PROBLEM DETAILS
These entries must be printed again exactly as they are.

[Referring expression grounding data]
■ ■ ■
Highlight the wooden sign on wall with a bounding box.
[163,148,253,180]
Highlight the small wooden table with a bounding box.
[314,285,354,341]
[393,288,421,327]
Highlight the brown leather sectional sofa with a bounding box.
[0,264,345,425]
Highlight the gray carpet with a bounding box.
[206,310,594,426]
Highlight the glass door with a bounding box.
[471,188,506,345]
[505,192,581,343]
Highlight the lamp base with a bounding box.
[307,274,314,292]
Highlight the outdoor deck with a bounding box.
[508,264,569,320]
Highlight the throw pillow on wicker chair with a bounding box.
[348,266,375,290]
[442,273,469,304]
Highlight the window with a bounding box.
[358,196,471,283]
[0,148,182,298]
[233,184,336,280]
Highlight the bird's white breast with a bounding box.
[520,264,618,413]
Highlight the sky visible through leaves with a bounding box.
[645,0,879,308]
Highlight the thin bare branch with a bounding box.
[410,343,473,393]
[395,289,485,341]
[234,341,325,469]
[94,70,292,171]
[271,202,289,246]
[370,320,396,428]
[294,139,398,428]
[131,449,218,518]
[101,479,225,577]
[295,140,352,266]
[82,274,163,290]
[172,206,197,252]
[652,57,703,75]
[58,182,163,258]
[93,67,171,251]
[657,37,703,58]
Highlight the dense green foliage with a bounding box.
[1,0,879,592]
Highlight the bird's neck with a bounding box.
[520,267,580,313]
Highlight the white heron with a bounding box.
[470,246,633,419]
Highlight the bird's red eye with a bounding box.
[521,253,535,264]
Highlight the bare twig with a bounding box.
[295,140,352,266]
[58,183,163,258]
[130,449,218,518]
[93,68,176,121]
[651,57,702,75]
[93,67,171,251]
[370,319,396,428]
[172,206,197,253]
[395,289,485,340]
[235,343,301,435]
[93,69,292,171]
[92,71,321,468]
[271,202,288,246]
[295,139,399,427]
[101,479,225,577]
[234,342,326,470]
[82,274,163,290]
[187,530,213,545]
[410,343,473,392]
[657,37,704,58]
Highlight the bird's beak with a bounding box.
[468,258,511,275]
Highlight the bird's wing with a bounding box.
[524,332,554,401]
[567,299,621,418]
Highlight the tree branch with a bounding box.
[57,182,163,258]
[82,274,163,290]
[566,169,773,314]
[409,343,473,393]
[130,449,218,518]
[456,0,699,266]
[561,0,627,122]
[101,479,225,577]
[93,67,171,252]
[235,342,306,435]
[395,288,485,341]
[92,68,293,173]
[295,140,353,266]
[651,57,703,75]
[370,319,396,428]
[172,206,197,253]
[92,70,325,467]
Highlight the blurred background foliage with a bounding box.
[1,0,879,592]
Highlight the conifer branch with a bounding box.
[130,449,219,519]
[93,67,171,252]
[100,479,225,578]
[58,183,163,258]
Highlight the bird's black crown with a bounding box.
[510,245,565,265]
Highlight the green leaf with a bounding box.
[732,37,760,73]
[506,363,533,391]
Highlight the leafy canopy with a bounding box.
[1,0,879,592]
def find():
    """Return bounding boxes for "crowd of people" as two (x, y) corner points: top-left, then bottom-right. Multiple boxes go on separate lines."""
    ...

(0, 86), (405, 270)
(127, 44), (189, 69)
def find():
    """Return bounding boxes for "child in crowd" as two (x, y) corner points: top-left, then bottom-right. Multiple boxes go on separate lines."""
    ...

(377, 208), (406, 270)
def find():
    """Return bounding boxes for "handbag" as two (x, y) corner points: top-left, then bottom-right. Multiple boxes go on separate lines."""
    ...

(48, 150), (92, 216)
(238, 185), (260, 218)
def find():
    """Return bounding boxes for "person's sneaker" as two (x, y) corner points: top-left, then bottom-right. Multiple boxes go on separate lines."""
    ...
■ ■ ■
ANSWER AREA
Highlight the wooden sign on wall with a bounding box.
[163,148,253,180]
Highlight the small wooden table with a bounding box.
[314,285,354,341]
[393,288,421,327]
Highlight the brown leather sectional sofa with a bounding box.
[0,264,345,425]
Highlight the gray carpet with a bounding box.
[206,310,594,426]
Highlight the glass door with a bounding box.
[471,188,506,345]
[505,192,581,343]
Highlight the lamp base with a bounding box.
[307,274,314,292]
Highlight the outdoor deck with a bounding box.
[508,264,569,320]
Highlight the throw pillow on wicker chair with a bounding box.
[348,266,375,290]
[442,273,469,304]
Highlight the window with a bounding box.
[358,196,471,283]
[0,148,182,298]
[233,184,336,280]
Highlight the bird's white breast with a bounding box.
[520,264,618,413]
Highlight the sky visible through leaves with a bounding box.
[645,0,879,308]
Highlight the thin bare branch with a bounding box.
[410,343,473,393]
[395,289,485,341]
[234,341,325,469]
[94,70,292,171]
[271,202,289,246]
[370,320,396,428]
[294,139,398,428]
[131,449,218,518]
[101,479,225,577]
[295,140,352,266]
[82,274,163,290]
[172,206,197,252]
[652,57,703,75]
[58,182,163,258]
[93,67,171,251]
[657,37,703,58]
Highlight the dense green foliage with a bounding box.
[1,0,879,592]
Highlight the bird's neck with a bounding box.
[520,267,580,313]
Highlight the white heron with a bounding box.
[470,246,633,419]
Highlight the bird's red eye with a bounding box.
[521,253,535,264]
Highlight the bare twig with a bounding box.
[295,140,352,266]
[58,183,163,258]
[130,449,218,518]
[93,68,176,121]
[651,57,702,75]
[93,67,171,251]
[370,319,396,428]
[172,206,197,253]
[395,289,485,340]
[235,343,301,435]
[93,69,292,171]
[92,71,321,468]
[271,202,288,246]
[295,139,399,427]
[101,479,225,577]
[234,342,326,470]
[82,274,163,290]
[187,530,213,545]
[410,343,473,392]
[657,37,704,58]
Highlight the bird's beak with a bounding box.
[468,258,511,275]
Highlight the bird's wing with a bounding box.
[524,332,554,401]
[567,299,621,418]
Highlight the tree branch with a bounding box.
[57,182,163,258]
[82,274,163,290]
[566,169,773,314]
[409,343,473,393]
[130,449,218,518]
[456,0,699,266]
[561,0,627,122]
[101,479,225,577]
[93,67,171,252]
[235,342,306,435]
[395,288,485,341]
[92,68,293,173]
[295,140,353,266]
[651,57,703,75]
[370,319,396,428]
[172,206,197,253]
[92,70,325,467]
Highlight the blurred background foliage with a bounding box.
[1,0,879,592]
Highlight the conifer branch with a bounding box.
[130,449,219,519]
[93,67,171,252]
[100,479,225,578]
[58,183,163,258]
Highlight the bird's black crown with a bounding box.
[510,245,565,265]
Highlight the green leaf with a bounding box.
[732,37,760,73]
[506,363,533,391]
Highlight the leafy canopy with a bounding box.
[1,0,879,592]
def find():
    """Return bounding boxes for "crowd of people" as two (x, y) corner points: top-left, then bottom-right. Multiple boxes go on separate lines."""
    ...

(0, 86), (405, 270)
(127, 44), (189, 69)
def find():
    """Return bounding boxes for "child in crowd" as two (x, y) corner points: top-left, then bottom-right. Multiple boxes go on separate lines."""
    ...

(377, 208), (406, 270)
def find():
    """Return bounding boxes for "handbag" as two (x, y) corner points: top-left, then bottom-right. Multiple boxes go on separate lines."""
    ...

(48, 150), (92, 216)
(238, 185), (260, 218)
def find():
    """Return bounding boxes for "person's sneaker" as two (x, y) corner points: top-left, then bottom-right. Multiple boxes go on separate lines."""
    ...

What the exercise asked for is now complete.